-------- ARTICLE --------

Elsewhere in the piece, I revisit James Click's work on Park-Adjusted Defensive Efficiency, providing 2007 numbers which were retro-engineered by our data department, since Click himself now has better things to do as the Coordinator of Baseball Operations for the Devil Rays. The Defensive Efficiency metric, a Bill James creation, tells you how often a team converts a ball in play into an out; it's the flip side of the Batting Average on Balls In Play coin, though it also incorporates the number of times an opposing team Reaches On Error. Like everything else in baseball, it's subject to distortions by park, since some fields are easier to defend than others based on symmetry, fence distances, the amount of foul ground, and the playing surface itself. And like just about everything else in baseball which we can measure, it can be adjusted to remove some of that distorting effect.

-------- DATASET SECTION --------

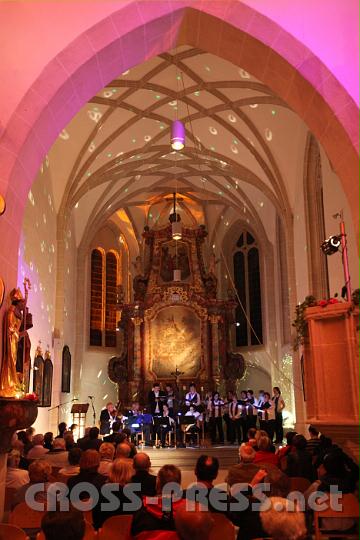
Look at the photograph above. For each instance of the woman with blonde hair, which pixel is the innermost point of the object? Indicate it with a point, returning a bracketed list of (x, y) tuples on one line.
[(120, 476)]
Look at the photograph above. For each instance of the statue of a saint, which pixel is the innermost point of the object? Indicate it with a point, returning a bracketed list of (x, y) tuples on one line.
[(9, 378)]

--------

TO-DO LIST:
a - According to the passage on Defensive Efficiency, who created the Defensive Efficiency metric?
b - Write what comes next in the passage on park-adjusted Defensive Efficiency, picking up after its final sentence.

THE RESPONSES:
a - Bill James

b -
Factoring in the park adjustments and cutting through a lot of interesting details which shall remain behind the subscription wall, here are the revised Defensive Efficiencies based on a formula where DE = [1 - (H + ROE - HR) / (PA - BB - SO - HBP - HR)]:
Team ADE BOS .7093 COL .7083 CHN .7052 SFN .6983 NYN .6976 ARI .6954 TOR .6949 ATL .6948 DET .6928 SDN .6898 PHI .6882 NYA .6874 CLE .6873 WAS .6870 SLN .6845 OAK .6840 KCA .6840 BAL .6826 CHA .6823 LAN .6823 HOU .6794 MIN .6776 ANA .6765 TEX .6751 CIN .6726 PIT .6720 SEA .6666 MIL .6636 FLO .6607 TBA .6484
Note that the two leaders were the teams that squared off in the World Series, that most of the top 10 were contenders, and that the Brewers are very conspicuously near the bottom, having watched their NL Central hopes slip away one ground ball through their porous defense at a time.
One other thing to note regarding this is that Click's finding that teams consistently play better defense at home than on the road (the park factors average out to 1.0089, in line with recent data) jibes very well with my Chien-Ming Wang-related finding regarding the homefield BABIP advantage enjoyed by pitchers.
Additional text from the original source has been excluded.